## Task objective
With the images removed, write out every line below exactly.

[Dataset entries]
-*-

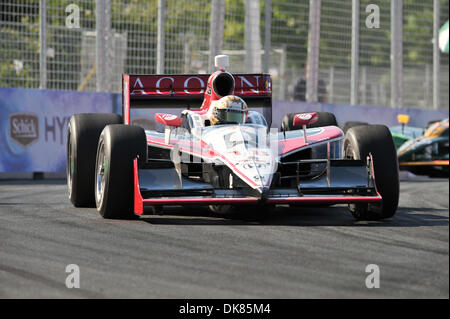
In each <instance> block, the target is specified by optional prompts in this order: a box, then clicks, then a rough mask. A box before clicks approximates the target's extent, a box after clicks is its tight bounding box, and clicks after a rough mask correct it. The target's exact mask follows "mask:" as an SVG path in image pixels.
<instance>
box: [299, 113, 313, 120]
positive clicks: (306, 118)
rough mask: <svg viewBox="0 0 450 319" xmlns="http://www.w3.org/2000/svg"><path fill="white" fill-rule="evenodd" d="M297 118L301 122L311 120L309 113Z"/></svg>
mask: <svg viewBox="0 0 450 319" xmlns="http://www.w3.org/2000/svg"><path fill="white" fill-rule="evenodd" d="M297 117H298V118H299V119H301V120H310V119H311V118H312V115H311V114H309V113H304V114H298V115H297Z"/></svg>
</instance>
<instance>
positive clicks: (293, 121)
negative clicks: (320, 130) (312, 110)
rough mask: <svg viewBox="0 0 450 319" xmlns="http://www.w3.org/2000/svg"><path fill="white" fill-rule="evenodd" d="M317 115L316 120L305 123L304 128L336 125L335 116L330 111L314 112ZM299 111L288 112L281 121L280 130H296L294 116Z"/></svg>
mask: <svg viewBox="0 0 450 319" xmlns="http://www.w3.org/2000/svg"><path fill="white" fill-rule="evenodd" d="M316 113H317V115H318V116H319V119H318V120H317V122H315V123H312V124H310V125H307V126H306V128H313V127H322V126H337V121H336V117H335V116H334V114H333V113H330V112H316ZM296 114H299V113H288V114H286V115H285V116H284V117H283V120H282V121H281V130H282V131H283V130H284V131H293V130H298V129H299V128H298V127H294V124H293V122H294V116H295V115H296Z"/></svg>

-*-

## Task output
In each <instance> block, the target is specified by optional prompts in this order: a box, then clicks, then a rough mask. A box before clicks approximates the target's extent, a box after clicks is its tight bounding box, and clicks after a rough mask correct it. The target's exact mask follows "mask:" as an SVG path in image pixels.
<instance>
box: [299, 113, 313, 120]
positive clicks: (306, 118)
rough mask: <svg viewBox="0 0 450 319" xmlns="http://www.w3.org/2000/svg"><path fill="white" fill-rule="evenodd" d="M297 118L301 122L311 120L309 113Z"/></svg>
mask: <svg viewBox="0 0 450 319" xmlns="http://www.w3.org/2000/svg"><path fill="white" fill-rule="evenodd" d="M297 117H298V118H299V119H301V120H310V119H311V118H312V115H311V114H309V113H304V114H298V115H297Z"/></svg>
</instance>
<instance>
positive clicks: (293, 121)
negative clicks: (320, 130) (312, 110)
rough mask: <svg viewBox="0 0 450 319" xmlns="http://www.w3.org/2000/svg"><path fill="white" fill-rule="evenodd" d="M317 115L316 120L305 123L304 128L336 125L335 116L330 111L314 112ZM299 111L288 112L281 121L280 130H296L294 116Z"/></svg>
mask: <svg viewBox="0 0 450 319" xmlns="http://www.w3.org/2000/svg"><path fill="white" fill-rule="evenodd" d="M316 113H317V115H318V116H319V119H318V120H317V122H315V123H312V124H310V125H307V126H306V128H313V127H322V126H337V121H336V117H335V116H334V114H333V113H330V112H316ZM296 114H299V113H288V114H286V115H285V116H284V117H283V120H282V121H281V130H282V131H283V130H284V131H293V130H298V129H299V128H298V127H294V124H293V122H294V116H295V115H296Z"/></svg>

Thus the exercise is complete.